■ To do:
Reproduce the items word for word, starting at their beginning and continuing through the line that contains "212 346 L 226", with both ends included. Leave the pictures out of your answer.

■ Stored records:

— BEGIN —

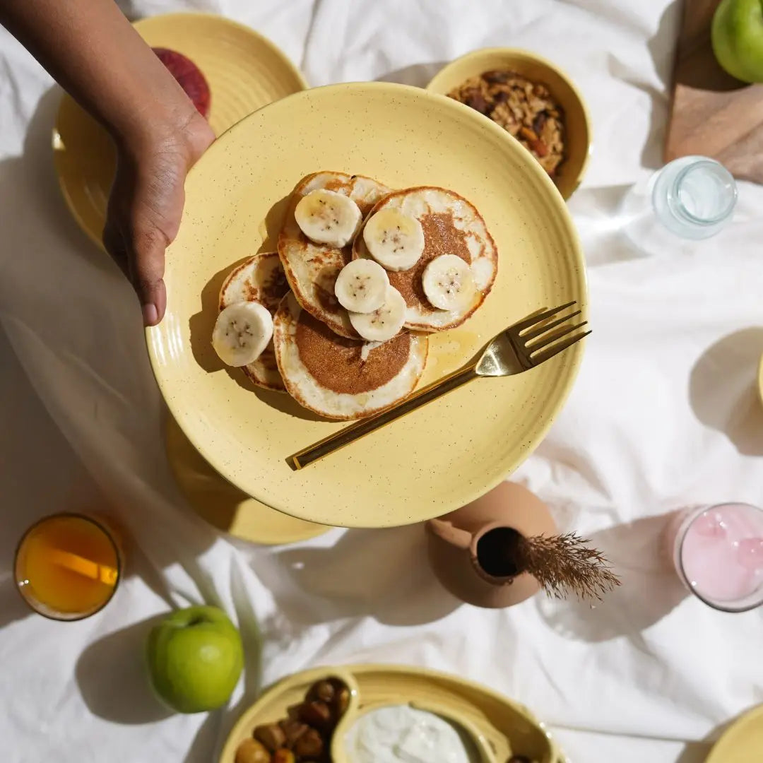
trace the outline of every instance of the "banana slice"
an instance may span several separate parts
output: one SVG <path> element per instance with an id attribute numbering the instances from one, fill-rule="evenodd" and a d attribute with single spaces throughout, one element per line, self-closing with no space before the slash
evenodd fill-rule
<path id="1" fill-rule="evenodd" d="M 421 224 L 397 209 L 382 209 L 369 218 L 363 240 L 371 256 L 388 270 L 408 270 L 423 253 Z"/>
<path id="2" fill-rule="evenodd" d="M 212 346 L 226 365 L 253 363 L 273 336 L 273 319 L 259 302 L 235 302 L 217 316 Z"/>
<path id="3" fill-rule="evenodd" d="M 336 276 L 334 294 L 353 313 L 372 313 L 384 304 L 389 288 L 387 272 L 372 259 L 353 259 Z"/>
<path id="4" fill-rule="evenodd" d="M 397 336 L 405 323 L 405 300 L 394 287 L 385 295 L 384 304 L 372 313 L 350 313 L 353 328 L 369 342 L 386 342 Z"/>
<path id="5" fill-rule="evenodd" d="M 349 197 L 318 188 L 303 196 L 294 211 L 303 233 L 316 243 L 346 246 L 355 238 L 362 215 Z"/>
<path id="6" fill-rule="evenodd" d="M 441 254 L 424 268 L 421 285 L 440 310 L 460 310 L 474 299 L 476 285 L 468 262 L 455 254 Z"/>

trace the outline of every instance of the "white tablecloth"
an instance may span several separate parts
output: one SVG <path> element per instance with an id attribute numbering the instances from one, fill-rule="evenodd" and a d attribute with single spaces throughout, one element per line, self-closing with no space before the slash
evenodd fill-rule
<path id="1" fill-rule="evenodd" d="M 595 130 L 570 205 L 594 333 L 565 410 L 517 478 L 563 527 L 592 533 L 623 585 L 593 610 L 536 597 L 482 611 L 440 589 L 420 527 L 335 530 L 267 549 L 192 515 L 169 475 L 134 298 L 59 197 L 50 150 L 58 95 L 0 31 L 0 759 L 208 761 L 263 684 L 362 661 L 483 681 L 533 708 L 573 761 L 703 759 L 722 724 L 763 700 L 763 610 L 723 615 L 687 597 L 658 539 L 676 507 L 763 502 L 754 388 L 763 192 L 743 185 L 732 227 L 691 252 L 637 256 L 620 237 L 623 192 L 660 163 L 678 4 L 126 5 L 247 23 L 314 85 L 423 85 L 441 62 L 488 45 L 537 50 L 569 72 Z M 111 507 L 133 539 L 118 598 L 75 624 L 28 614 L 13 591 L 16 539 L 38 516 L 89 505 Z M 239 623 L 246 678 L 227 710 L 168 716 L 146 688 L 142 641 L 152 617 L 201 601 Z"/>

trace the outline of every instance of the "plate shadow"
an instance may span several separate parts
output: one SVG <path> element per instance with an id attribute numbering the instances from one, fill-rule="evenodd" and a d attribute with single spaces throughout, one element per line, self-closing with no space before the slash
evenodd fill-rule
<path id="1" fill-rule="evenodd" d="M 702 354 L 689 379 L 689 401 L 697 417 L 723 433 L 743 456 L 763 455 L 758 390 L 761 355 L 763 327 L 736 331 Z"/>

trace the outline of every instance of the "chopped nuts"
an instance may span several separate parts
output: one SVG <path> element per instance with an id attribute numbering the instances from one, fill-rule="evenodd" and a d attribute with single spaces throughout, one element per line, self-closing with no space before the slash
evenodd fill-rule
<path id="1" fill-rule="evenodd" d="M 315 729 L 308 729 L 295 745 L 294 752 L 300 758 L 319 758 L 324 752 L 324 740 Z"/>
<path id="2" fill-rule="evenodd" d="M 244 739 L 236 750 L 236 763 L 270 763 L 270 753 L 256 739 Z"/>
<path id="3" fill-rule="evenodd" d="M 275 752 L 286 744 L 286 735 L 278 723 L 258 726 L 254 729 L 254 738 L 265 745 L 271 752 Z"/>
<path id="4" fill-rule="evenodd" d="M 300 706 L 299 720 L 315 729 L 324 729 L 330 723 L 331 711 L 325 702 L 304 702 Z"/>
<path id="5" fill-rule="evenodd" d="M 510 133 L 554 178 L 565 160 L 562 107 L 548 88 L 516 72 L 485 72 L 448 95 Z"/>
<path id="6" fill-rule="evenodd" d="M 235 763 L 327 763 L 332 735 L 349 700 L 349 689 L 339 678 L 317 681 L 304 701 L 287 709 L 287 717 L 258 726 L 254 739 L 239 746 Z"/>
<path id="7" fill-rule="evenodd" d="M 286 746 L 289 749 L 294 747 L 297 740 L 307 730 L 308 726 L 304 723 L 301 723 L 298 720 L 282 720 L 278 723 L 281 730 L 286 736 Z"/>
<path id="8" fill-rule="evenodd" d="M 330 703 L 334 698 L 336 690 L 333 684 L 330 681 L 319 681 L 315 684 L 307 694 L 308 700 L 320 700 L 321 702 Z"/>

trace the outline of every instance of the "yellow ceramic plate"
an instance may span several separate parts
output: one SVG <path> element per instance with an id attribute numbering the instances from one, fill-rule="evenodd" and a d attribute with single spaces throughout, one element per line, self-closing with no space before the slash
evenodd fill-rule
<path id="1" fill-rule="evenodd" d="M 559 168 L 556 185 L 562 195 L 569 198 L 582 181 L 588 164 L 591 127 L 583 96 L 562 69 L 530 50 L 483 48 L 472 50 L 441 69 L 427 89 L 445 95 L 470 77 L 492 69 L 510 69 L 543 82 L 562 105 L 567 127 L 567 158 Z"/>
<path id="2" fill-rule="evenodd" d="M 735 721 L 713 745 L 705 763 L 760 760 L 763 760 L 763 705 Z"/>
<path id="3" fill-rule="evenodd" d="M 222 278 L 258 249 L 272 250 L 287 197 L 320 169 L 393 188 L 452 188 L 476 204 L 495 238 L 492 292 L 463 327 L 432 338 L 422 384 L 528 313 L 584 303 L 582 255 L 562 197 L 530 155 L 466 106 L 418 88 L 370 82 L 298 93 L 240 122 L 192 171 L 167 254 L 166 317 L 146 332 L 178 423 L 217 472 L 278 510 L 346 526 L 420 522 L 476 498 L 532 452 L 569 391 L 583 347 L 521 376 L 478 379 L 291 471 L 288 456 L 343 425 L 283 394 L 254 391 L 221 367 L 210 337 Z"/>
<path id="4" fill-rule="evenodd" d="M 763 404 L 763 356 L 761 356 L 761 362 L 758 365 L 758 393 L 760 395 L 761 403 Z"/>
<path id="5" fill-rule="evenodd" d="M 209 123 L 217 135 L 247 114 L 307 85 L 272 43 L 248 27 L 208 14 L 176 13 L 138 21 L 153 47 L 188 56 L 211 92 Z M 82 229 L 101 246 L 114 152 L 105 130 L 68 95 L 53 129 L 56 170 Z"/>
<path id="6" fill-rule="evenodd" d="M 441 708 L 443 716 L 460 723 L 475 737 L 478 749 L 484 743 L 489 751 L 485 757 L 491 763 L 505 763 L 513 754 L 527 755 L 538 763 L 565 760 L 543 724 L 526 707 L 486 687 L 420 668 L 358 665 L 297 673 L 267 690 L 233 726 L 219 763 L 234 763 L 236 749 L 252 736 L 255 726 L 285 717 L 287 708 L 299 703 L 315 681 L 330 676 L 343 680 L 353 691 L 347 713 L 336 729 L 335 750 L 359 713 L 384 705 L 410 703 L 432 711 Z M 333 759 L 342 763 L 338 755 Z"/>
<path id="7" fill-rule="evenodd" d="M 223 479 L 199 455 L 175 419 L 167 419 L 167 458 L 188 504 L 211 525 L 242 540 L 281 546 L 331 528 L 276 511 Z"/>

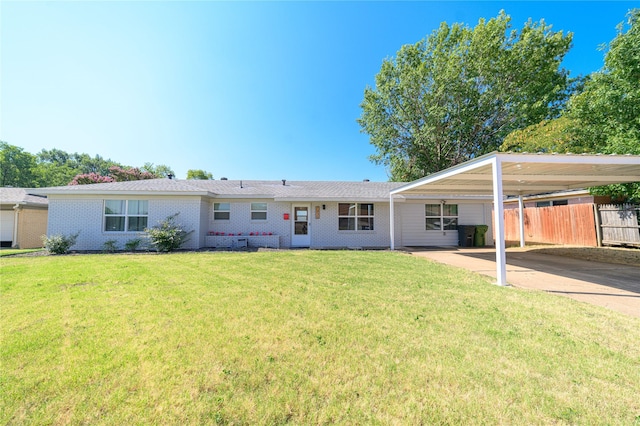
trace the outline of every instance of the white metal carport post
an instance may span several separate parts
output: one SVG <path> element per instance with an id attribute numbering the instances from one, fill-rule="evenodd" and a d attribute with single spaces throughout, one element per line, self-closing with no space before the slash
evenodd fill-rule
<path id="1" fill-rule="evenodd" d="M 493 171 L 493 205 L 496 227 L 496 278 L 498 285 L 507 285 L 507 260 L 504 248 L 504 204 L 502 195 L 502 162 L 495 157 Z"/>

— END —

■ Answer below:
trace the outline of every instance of the "banana slice"
an instance may span several separate parts
output: one SVG <path> element per instance with an id attribute numbering the instances from one, fill-rule="evenodd" and a d attribute with single spaces throughout, one element per line, self-closing with no space before the slash
evenodd fill-rule
<path id="1" fill-rule="evenodd" d="M 421 224 L 397 209 L 382 209 L 369 218 L 363 240 L 371 256 L 388 270 L 408 270 L 423 253 Z"/>
<path id="2" fill-rule="evenodd" d="M 212 346 L 226 365 L 253 363 L 273 336 L 273 319 L 259 302 L 235 302 L 217 316 Z"/>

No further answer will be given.